Preparado para a Antártica !

De ônibus diretos para a porta do avião, uma bela manhã de sol, lá vamos no nosso confortável “aerolulão”, quase três horas de vôo, com os pés gelados, a caminho da Antártica.
Chegados. À saída do avião, à nossa volta tudo branco! Tudo. Uns leves laivos de rocha aparecendo além e mais além ainda, para nos dar a certeza (?!) de que não tínhamos pousado em cima de nenhum iceberg, e uns poucos telhados de algumas instalações da Base Frei.


O "moderno" aeroporto da Base Frei! O totem está cheio de placas indicativas da direção em que se encontram as principais cidades do mundo com ligações à Antártica e suas distâncias

A pista e arredores, tudo coberto de gelo e neve, e os nossos hábeis pilotos fizeram um pouso impecável. Palmas para eles, tanto mais que o comandante era o Ten. Cor. Portugal!




Ali estava o nosso Hércules conservado em gêlo !

Primeira sensação nem foi de beleza ou espanto. Eu, senti-me o Capitão Scott! Apesar de bastante gente à volta, os parceiros da viagem e mais o pessoal da Base, a impressão é de um isolamento feroz! E de êxtase perante tamanha grandeza!

Tudo neve e gelo à nossa volta, uma “agradável” temperatura de -14°C, mas sensação de -500° por causa do ventinho e da neve que intermitentemente teimava em cair.

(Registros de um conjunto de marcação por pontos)
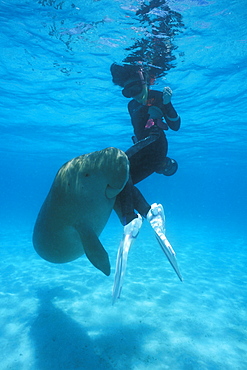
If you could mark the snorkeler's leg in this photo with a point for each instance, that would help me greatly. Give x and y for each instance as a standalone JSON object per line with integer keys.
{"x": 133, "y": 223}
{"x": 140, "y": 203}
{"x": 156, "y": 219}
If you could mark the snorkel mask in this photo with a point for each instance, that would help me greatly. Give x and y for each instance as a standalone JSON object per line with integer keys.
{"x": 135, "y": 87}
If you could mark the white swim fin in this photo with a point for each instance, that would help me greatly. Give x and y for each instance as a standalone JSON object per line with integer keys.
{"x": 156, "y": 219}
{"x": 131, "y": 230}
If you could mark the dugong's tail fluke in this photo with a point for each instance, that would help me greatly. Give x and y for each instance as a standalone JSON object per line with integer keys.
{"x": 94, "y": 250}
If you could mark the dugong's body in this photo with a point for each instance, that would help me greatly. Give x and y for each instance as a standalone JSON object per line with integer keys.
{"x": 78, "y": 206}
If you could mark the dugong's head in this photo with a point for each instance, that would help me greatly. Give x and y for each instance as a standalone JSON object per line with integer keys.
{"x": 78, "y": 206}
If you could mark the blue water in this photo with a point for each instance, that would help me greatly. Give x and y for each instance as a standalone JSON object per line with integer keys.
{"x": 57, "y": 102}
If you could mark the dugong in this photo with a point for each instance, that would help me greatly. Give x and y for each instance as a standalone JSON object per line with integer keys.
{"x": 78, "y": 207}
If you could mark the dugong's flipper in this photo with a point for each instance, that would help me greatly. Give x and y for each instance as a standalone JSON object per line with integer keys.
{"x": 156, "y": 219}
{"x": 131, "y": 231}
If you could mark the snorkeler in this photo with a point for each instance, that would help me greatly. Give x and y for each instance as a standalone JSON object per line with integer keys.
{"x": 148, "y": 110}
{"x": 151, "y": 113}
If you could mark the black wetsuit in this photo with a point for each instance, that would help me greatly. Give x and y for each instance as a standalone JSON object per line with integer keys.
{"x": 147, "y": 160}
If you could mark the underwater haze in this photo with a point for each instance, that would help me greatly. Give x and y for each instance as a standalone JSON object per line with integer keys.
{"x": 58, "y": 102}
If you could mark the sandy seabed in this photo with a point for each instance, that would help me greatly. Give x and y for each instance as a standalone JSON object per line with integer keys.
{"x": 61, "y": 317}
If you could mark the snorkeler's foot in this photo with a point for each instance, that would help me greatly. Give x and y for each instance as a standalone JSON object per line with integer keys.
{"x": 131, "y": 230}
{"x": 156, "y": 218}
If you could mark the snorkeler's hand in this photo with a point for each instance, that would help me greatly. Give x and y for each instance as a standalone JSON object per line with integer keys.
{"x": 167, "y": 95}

◆ **Atividades propostas**:
[a] Reescreva as entradas desde a linha que contém "If you could mark the snorkeler in" até o fim delas, substituindo "black wetsuit" por "dark wetsuit" e mantendo todo o resto inalterado.
[b] Dê continuidade ao relato sobre a chegada à Antártica a partir de sua última frase.

◆ **Respostas das atividades**:
[a]
If you could mark the snorkeler in this photo with a point for each instance, that would help me greatly. Give x and y for each instance as a standalone JSON object per line with integer keys.
{"x": 148, "y": 110}
{"x": 151, "y": 113}
If you could mark the dark wetsuit in this photo with a point for each instance, that would help me greatly. Give x and y for each instance as a standalone JSON object per line with integer keys.
{"x": 147, "y": 160}
If you could mark the underwater haze in this photo with a point for each instance, that would help me greatly. Give x and y for each instance as a standalone JSON object per line with integer keys.
{"x": 58, "y": 102}
If you could mark the sandy seabed in this photo with a point for each instance, that would help me greatly. Give x and y for each instance as a standalone JSON object per line with integer keys.
{"x": 61, "y": 317}
If you could mark the snorkeler's foot in this photo with a point for each instance, that would help me greatly. Give x and y for each instance as a standalone JSON object per line with integer keys.
{"x": 131, "y": 230}
{"x": 156, "y": 218}
If you could mark the snorkeler's hand in this photo with a point for each instance, that would help me greatly. Give x and y for each instance as a standalone JSON object per line with integer keys.
{"x": 167, "y": 95}

[b]
Recebidos na Base chilena Presidente Frei, por simpáticos oficiais chilenos, num pavilhão que chamam de hotel, mas que não tem acomodações para dormir. Só para receber os que por ali passam. Um cafezinho e... olhe lá!
Esta base chilena, bem com a russa, polonesa e brasileira ficam na Ilha Rei Jorge, pertencente ao arquipélago das Shetlands do Sul.
Um pouco de história: há muito anos começou a briga internacional pela posse do continente antártico. Estas ilhas são reivindicados pelo Reino Unido desde 1908, pelo Chile desde 1940 e pela Argentina desde 1943. Com o Tratado da Antártica, assinado em Washington, 1959, as reivindicações de soberania foram paralisadas, porque todos os países, além dos primeiros, queriam uma fatia do continente gelado. Sobretudo os do hemisfério sul, que argumentavam que seria como que o prolongamento do seu território continental. Depois estabeleceu-se que seria de quem para lá mandasse missões científicas, e, pelo tal Tratado se congelaram disputas territoriais. Na Antártica, enquanto o Tratado for mantido não haverá exploração comercial de espécie alguma, e servirá apenas para pesquisa científica. Hoje são 27 os países que lá têm missões, mas poucos as têm ocupadas o ano inteiro, como o Chile e o Brasil.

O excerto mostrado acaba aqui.